[Stored data entries]
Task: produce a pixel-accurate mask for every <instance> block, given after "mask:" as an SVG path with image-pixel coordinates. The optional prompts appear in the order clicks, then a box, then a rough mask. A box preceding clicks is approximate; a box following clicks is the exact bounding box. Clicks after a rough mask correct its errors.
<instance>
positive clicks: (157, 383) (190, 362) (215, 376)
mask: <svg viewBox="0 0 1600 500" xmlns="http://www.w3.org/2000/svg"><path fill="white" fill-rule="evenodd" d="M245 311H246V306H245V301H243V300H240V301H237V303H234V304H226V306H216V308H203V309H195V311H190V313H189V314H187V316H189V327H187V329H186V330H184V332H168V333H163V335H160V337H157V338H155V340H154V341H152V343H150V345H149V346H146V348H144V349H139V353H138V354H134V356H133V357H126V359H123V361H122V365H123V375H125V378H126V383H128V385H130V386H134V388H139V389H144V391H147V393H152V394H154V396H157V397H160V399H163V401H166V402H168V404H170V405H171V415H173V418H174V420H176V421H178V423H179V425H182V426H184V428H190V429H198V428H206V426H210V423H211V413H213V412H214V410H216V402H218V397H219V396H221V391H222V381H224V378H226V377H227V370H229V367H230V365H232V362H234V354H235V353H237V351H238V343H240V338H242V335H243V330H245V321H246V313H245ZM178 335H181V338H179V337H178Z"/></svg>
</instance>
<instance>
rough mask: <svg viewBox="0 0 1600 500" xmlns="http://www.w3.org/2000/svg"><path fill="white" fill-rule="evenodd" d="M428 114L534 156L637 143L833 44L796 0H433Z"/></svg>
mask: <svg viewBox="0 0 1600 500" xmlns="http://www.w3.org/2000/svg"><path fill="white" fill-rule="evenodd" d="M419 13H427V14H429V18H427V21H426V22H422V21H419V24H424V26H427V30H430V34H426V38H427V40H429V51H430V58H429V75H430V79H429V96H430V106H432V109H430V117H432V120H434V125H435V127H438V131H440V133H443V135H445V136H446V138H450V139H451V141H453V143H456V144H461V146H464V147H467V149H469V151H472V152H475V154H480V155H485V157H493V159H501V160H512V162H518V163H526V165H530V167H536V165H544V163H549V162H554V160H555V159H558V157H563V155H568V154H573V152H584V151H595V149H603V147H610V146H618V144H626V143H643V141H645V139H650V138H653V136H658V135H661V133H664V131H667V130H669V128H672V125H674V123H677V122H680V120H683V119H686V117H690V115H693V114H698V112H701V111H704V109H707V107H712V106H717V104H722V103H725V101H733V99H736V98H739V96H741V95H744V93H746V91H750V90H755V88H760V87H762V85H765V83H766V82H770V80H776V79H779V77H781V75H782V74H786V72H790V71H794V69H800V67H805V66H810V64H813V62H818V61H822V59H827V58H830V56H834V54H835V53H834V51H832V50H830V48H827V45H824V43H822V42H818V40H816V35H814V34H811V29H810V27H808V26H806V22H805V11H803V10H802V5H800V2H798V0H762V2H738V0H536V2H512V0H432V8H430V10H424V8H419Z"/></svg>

• Exercise objective
Give back the records above, character for character.

• Result
Task: produce a pixel-accurate mask for every <instance> block, given after "mask:" as an SVG path with image-pixel coordinates. The optional prompts appear in the order clicks, then a box, then a rough mask. A box preceding clicks is approximate; a box following clicks is the exact bounding box. Clicks after a rough mask correct its errors.
<instance>
positive clicks: (157, 383) (190, 362) (215, 376)
mask: <svg viewBox="0 0 1600 500" xmlns="http://www.w3.org/2000/svg"><path fill="white" fill-rule="evenodd" d="M245 311H246V306H245V301H243V300H240V301H237V303H234V304H226V306H216V308H203V309H195V311H190V313H189V314H187V316H189V327H187V329H186V330H184V332H168V333H163V335H160V337H157V338H155V340H154V341H152V343H150V345H149V346H146V348H144V349H139V353H138V354H134V356H133V357H126V359H123V361H122V365H123V375H125V378H126V383H128V385H130V386H134V388H139V389H144V391H147V393H152V394H154V396H157V397H160V399H163V401H166V402H168V404H170V405H171V415H173V418H174V420H176V421H178V423H179V425H182V426H184V428H190V429H198V428H206V426H210V423H211V413H213V412H214V410H216V402H218V397H219V396H221V391H222V381H224V378H226V377H227V370H229V367H230V365H232V362H234V354H235V353H237V351H238V343H240V338H242V335H243V330H245V321H246V313H245ZM178 335H181V338H179V337H178Z"/></svg>
</instance>
<instance>
rough mask: <svg viewBox="0 0 1600 500" xmlns="http://www.w3.org/2000/svg"><path fill="white" fill-rule="evenodd" d="M428 114L534 156L637 143L833 44L796 0H433Z"/></svg>
mask: <svg viewBox="0 0 1600 500" xmlns="http://www.w3.org/2000/svg"><path fill="white" fill-rule="evenodd" d="M419 13H427V14H429V18H427V21H426V22H422V21H419V24H424V26H427V30H430V34H426V38H427V40H429V51H430V58H429V75H430V79H429V96H430V106H432V109H430V117H432V120H434V125H435V127H438V131H440V133H443V135H445V136H446V138H450V139H451V141H453V143H456V144H461V146H464V147H467V149H469V151H472V152H475V154H480V155H485V157H493V159H501V160H512V162H518V163H526V165H530V167H536V165H544V163H549V162H554V160H555V159H558V157H563V155H568V154H573V152H584V151H595V149H603V147H610V146H618V144H626V143H643V141H645V139H650V138H653V136H658V135H661V133H664V131H667V130H669V128H672V125H674V123H677V122H680V120H683V119H686V117H690V115H693V114H698V112H701V111H704V109H707V107H712V106H717V104H722V103H725V101H733V99H736V98H739V96H741V95H744V93H746V91H750V90H755V88H760V87H762V85H765V83H766V82H770V80H776V79H779V77H781V75H782V74H786V72H790V71H794V69H800V67H805V66H810V64H813V62H818V61H822V59H827V58H830V56H834V54H835V53H834V51H832V50H830V48H827V45H824V43H822V42H818V40H816V35H814V34H811V29H810V27H808V26H806V22H805V11H803V10H802V5H800V2H798V0H762V2H738V0H536V2H512V0H432V8H430V10H424V8H419Z"/></svg>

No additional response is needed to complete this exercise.